··· Data supplied
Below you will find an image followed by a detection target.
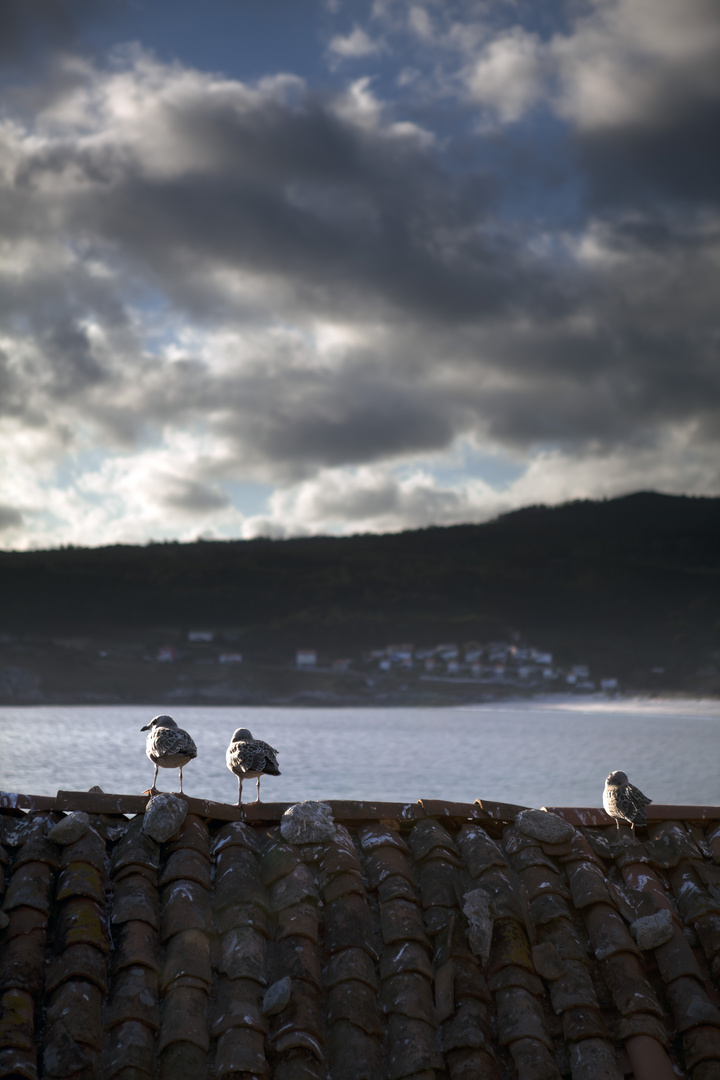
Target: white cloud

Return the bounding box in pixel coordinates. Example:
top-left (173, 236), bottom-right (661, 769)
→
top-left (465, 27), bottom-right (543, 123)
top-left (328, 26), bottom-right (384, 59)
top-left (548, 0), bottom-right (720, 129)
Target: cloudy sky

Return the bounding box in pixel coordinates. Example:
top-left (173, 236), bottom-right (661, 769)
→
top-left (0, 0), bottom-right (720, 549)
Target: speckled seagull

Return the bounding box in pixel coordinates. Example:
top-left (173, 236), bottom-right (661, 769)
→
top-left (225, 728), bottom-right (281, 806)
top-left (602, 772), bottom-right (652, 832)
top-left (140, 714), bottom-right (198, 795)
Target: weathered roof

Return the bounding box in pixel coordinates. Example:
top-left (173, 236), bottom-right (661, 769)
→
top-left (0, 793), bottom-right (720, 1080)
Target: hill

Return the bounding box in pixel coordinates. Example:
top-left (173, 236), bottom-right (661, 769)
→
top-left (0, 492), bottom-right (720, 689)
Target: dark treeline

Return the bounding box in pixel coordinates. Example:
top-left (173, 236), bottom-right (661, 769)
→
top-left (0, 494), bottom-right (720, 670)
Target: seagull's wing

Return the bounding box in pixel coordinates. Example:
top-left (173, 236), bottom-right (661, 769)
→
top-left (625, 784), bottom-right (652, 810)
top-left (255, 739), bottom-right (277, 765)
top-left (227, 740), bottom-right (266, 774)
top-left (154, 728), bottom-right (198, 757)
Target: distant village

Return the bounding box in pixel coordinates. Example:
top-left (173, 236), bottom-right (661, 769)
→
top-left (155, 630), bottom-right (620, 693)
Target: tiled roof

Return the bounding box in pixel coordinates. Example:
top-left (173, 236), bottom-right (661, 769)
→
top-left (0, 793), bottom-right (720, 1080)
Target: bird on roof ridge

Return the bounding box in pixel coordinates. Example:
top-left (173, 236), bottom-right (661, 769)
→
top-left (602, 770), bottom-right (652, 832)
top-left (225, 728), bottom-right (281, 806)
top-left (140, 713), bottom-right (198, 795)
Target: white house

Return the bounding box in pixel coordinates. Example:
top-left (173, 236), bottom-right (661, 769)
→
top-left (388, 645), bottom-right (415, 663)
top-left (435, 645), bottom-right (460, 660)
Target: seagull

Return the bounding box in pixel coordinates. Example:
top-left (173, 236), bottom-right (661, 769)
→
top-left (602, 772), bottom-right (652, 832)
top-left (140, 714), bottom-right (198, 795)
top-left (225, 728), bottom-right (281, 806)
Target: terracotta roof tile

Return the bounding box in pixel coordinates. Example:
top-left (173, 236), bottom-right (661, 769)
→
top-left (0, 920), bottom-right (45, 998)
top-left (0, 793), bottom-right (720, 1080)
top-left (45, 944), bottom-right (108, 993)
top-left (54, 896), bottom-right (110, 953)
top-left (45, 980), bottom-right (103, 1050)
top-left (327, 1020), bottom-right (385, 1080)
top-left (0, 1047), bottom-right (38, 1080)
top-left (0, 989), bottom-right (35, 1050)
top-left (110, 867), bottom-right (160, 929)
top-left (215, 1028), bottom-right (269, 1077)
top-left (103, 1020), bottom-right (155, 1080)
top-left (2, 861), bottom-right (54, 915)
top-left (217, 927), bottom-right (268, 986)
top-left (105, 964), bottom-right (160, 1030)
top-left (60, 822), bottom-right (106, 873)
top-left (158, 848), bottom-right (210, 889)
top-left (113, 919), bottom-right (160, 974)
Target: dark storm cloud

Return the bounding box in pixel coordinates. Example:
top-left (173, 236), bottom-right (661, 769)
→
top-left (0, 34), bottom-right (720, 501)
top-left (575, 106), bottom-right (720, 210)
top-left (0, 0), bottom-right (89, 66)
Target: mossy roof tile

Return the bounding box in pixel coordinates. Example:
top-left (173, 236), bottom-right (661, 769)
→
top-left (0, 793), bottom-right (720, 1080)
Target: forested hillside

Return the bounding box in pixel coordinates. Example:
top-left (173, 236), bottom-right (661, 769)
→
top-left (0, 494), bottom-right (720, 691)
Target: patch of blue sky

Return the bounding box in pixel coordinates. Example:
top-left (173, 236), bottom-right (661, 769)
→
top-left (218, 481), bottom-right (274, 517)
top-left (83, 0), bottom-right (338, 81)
······
··· Data supplied
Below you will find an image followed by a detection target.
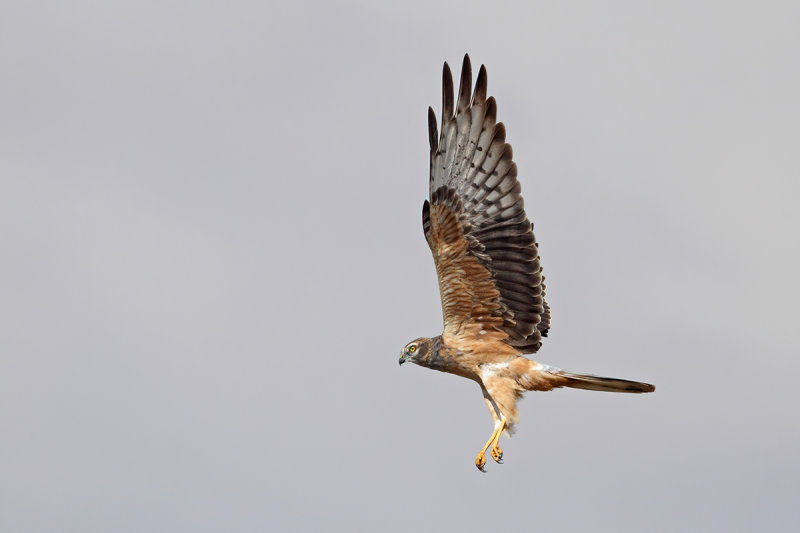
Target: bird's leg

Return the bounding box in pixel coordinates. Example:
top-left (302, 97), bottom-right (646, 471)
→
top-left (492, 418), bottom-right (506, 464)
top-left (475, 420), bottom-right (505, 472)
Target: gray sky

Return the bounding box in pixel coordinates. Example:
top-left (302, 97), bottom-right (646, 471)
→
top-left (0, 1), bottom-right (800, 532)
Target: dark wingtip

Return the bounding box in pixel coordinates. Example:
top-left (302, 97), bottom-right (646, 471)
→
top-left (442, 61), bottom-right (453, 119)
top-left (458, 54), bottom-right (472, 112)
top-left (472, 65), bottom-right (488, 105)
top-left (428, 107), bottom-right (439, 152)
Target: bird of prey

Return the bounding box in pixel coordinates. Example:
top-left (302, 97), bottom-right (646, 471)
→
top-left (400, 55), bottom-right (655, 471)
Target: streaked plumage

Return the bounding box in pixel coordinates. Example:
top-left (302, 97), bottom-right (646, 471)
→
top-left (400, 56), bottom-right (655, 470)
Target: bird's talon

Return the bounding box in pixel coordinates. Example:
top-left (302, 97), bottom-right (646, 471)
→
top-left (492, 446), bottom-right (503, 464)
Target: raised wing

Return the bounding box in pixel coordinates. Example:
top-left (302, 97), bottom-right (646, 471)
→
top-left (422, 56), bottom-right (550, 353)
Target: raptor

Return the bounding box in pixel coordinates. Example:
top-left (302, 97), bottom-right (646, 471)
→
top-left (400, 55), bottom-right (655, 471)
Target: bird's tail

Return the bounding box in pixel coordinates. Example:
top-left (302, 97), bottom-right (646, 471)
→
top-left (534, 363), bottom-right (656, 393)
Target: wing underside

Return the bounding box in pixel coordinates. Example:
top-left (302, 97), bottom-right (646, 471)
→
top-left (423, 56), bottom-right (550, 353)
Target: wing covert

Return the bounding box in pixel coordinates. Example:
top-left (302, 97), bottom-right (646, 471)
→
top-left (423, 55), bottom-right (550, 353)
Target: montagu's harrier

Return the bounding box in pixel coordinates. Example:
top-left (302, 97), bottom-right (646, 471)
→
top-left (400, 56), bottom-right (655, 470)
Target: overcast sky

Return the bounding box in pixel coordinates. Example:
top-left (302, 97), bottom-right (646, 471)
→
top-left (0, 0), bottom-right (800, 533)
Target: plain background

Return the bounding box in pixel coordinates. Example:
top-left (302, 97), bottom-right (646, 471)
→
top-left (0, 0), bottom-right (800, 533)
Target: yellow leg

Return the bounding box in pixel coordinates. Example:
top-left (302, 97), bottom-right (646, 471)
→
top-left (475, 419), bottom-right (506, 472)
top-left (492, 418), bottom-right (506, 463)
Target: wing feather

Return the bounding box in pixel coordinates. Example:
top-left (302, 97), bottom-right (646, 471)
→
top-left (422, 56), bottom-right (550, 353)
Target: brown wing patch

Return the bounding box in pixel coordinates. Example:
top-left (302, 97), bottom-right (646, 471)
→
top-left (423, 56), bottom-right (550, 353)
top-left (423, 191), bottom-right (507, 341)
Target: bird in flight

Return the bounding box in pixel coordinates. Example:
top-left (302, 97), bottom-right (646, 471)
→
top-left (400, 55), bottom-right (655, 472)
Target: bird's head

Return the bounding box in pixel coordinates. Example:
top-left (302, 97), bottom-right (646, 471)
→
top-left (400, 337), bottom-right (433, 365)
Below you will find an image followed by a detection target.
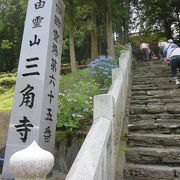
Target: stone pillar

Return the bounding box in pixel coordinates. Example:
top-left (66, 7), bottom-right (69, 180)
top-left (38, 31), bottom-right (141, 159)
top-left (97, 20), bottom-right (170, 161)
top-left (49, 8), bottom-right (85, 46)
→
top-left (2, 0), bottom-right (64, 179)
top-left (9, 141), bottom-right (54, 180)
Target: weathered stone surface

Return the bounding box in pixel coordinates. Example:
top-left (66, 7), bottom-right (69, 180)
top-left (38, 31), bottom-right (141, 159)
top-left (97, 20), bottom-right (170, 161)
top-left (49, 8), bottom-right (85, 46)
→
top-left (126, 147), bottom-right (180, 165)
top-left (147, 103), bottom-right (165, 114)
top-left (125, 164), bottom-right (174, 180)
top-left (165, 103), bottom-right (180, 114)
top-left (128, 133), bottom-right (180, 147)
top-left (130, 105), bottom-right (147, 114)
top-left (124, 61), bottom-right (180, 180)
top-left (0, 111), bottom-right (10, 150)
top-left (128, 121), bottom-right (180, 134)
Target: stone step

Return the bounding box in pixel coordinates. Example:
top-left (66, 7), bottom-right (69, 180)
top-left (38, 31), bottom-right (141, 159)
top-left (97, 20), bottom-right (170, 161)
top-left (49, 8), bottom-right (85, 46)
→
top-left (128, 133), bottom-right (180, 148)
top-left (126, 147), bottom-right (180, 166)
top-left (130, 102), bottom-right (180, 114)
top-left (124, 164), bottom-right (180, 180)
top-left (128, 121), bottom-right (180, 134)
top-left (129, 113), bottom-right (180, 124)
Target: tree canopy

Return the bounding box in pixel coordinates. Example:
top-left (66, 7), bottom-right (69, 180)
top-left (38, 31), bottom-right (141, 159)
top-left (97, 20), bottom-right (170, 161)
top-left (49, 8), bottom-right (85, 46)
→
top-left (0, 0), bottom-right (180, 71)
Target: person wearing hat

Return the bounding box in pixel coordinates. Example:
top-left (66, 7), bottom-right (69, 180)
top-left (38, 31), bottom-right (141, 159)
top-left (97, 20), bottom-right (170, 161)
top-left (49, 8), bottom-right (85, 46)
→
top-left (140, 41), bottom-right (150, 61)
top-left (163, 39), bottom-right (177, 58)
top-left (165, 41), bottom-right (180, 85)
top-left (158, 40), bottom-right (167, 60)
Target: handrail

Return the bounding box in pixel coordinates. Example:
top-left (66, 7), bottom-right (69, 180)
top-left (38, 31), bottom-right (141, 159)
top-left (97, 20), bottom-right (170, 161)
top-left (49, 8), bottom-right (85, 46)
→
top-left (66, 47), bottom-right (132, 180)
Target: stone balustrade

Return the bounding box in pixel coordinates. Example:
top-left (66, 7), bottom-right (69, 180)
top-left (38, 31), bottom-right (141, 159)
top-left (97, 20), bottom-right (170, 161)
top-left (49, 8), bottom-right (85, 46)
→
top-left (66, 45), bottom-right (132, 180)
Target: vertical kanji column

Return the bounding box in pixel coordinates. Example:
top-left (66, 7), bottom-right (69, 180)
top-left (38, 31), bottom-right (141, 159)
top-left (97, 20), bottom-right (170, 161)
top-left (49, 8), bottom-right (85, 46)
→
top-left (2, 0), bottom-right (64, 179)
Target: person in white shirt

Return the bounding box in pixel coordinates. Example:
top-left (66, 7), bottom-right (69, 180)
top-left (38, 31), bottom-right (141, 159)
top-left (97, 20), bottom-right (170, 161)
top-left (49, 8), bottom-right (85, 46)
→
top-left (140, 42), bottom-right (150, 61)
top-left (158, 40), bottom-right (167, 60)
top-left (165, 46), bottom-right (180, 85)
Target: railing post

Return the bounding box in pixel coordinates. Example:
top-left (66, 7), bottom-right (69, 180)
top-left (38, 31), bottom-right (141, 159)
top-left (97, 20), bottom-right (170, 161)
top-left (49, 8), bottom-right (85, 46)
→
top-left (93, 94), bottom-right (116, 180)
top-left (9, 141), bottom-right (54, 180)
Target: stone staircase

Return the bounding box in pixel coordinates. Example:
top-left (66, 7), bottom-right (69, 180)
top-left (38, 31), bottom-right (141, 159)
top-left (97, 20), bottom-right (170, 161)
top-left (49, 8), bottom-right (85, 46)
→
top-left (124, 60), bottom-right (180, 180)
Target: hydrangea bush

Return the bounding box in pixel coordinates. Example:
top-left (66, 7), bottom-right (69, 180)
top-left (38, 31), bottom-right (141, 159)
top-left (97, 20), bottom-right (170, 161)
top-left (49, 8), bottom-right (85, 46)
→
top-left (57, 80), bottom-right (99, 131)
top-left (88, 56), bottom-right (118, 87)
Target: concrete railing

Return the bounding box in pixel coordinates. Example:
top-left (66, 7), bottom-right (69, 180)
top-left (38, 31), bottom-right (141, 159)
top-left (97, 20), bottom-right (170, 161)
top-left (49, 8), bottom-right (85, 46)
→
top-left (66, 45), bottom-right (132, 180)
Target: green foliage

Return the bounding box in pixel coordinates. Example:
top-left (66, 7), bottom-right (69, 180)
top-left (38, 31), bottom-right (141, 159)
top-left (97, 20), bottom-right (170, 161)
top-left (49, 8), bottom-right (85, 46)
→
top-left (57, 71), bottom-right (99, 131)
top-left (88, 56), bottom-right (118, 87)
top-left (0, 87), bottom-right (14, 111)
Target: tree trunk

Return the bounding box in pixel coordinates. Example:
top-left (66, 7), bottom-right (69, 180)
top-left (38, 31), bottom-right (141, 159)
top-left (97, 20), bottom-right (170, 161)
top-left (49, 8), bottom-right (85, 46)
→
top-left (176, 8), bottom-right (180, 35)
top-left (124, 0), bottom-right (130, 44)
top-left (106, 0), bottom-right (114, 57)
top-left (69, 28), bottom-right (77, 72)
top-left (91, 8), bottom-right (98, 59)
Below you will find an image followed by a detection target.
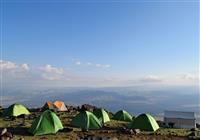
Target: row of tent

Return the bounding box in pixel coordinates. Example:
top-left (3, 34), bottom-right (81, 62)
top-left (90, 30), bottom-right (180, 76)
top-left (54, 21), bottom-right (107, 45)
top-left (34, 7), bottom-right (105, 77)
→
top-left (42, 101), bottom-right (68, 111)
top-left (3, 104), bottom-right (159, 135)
······
_Task requirements:_ Copy out, word for word, the lines of the records that run from the line containing "Target: forested hillside" through the line containing "top-left (83, 0), bottom-right (338, 81)", with both of those lines included.

_Written solution:_
Target: forested hillside

Return the bounding box in pixel coordinates. Example:
top-left (173, 236), bottom-right (661, 769)
→
top-left (0, 494), bottom-right (720, 691)
Target: patch of blue sky

Return the bounding box in pixel coordinates. Example:
top-left (173, 236), bottom-right (661, 769)
→
top-left (218, 481), bottom-right (274, 517)
top-left (83, 0), bottom-right (338, 81)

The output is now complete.